** Reading text **
Start
Exercise 2.2.2: the largest strongly connected component

Write a function largest_component(components) that takes as input the set of strongly connected components, and selects the largest component. Note that the size of a component c is determined by the Python command len(c)

In [5]:
def largest_component(components):
    largest = set()

    # begin of solution
    max_len = 0
    for comp in components:
        if (len(comp) > max_len):
            max_len  = len(comp)
            largest = comp
    # end of solution
    return largest
    
giant_scc = largest_component(scc)
giant_scc   # show the giant strongly connected component
Out[5]:
{'1', '13', '14', '15', '18', '3', '4', '8', '9'}

Exercise 2.2.3: can one component reach another?

The Bow-Tie structure of the web consists of the giant strongly connected component, and sets of nodes called: IN, OUT, Tendrils, Tubes, and Disconnected. The sets of nodes IN, OUT, Tendrils, etc. are defined by the fact that nodes in them can reach nodes from another component. Note that if one node from a strongly connected component c1 can reach one node of another strongly connected component c2, then all nodes from c1 can reach all nodes from c2 (Why?).

Write a function can_reach(c1, c2) that takes two components c1 and c2, and returns True if the first component can reach the second component, and False otherwise

Tip 1: Make use of the depth-first search implementation of NetworkX.

Tip 2: Look at the pseudo code just above Exercise 2.1.4 if you need more inspiration.
End
** Task directions **
Decide whether each statement agrees with the text on strongly connected components, answering yes or no and quoting the words that settle it. (a) The size of a component c is found with len(c). (b) The function can_reach returns a count of the nodes that can be reached. (c) One tip says to use the breadth-first search of NetworkX. You won't need the lines that come after the text.

** Source excerpt **
Start
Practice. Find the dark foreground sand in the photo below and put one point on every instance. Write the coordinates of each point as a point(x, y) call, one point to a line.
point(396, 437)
End
** Finished answer **
(a) Yes: "the size of a component c is determined by the Python command len(c)"
(b) No: "returns True if the first component can reach the second component, and False otherwise"
(c) No: "Make use of the depth-first search implementation of NetworkX."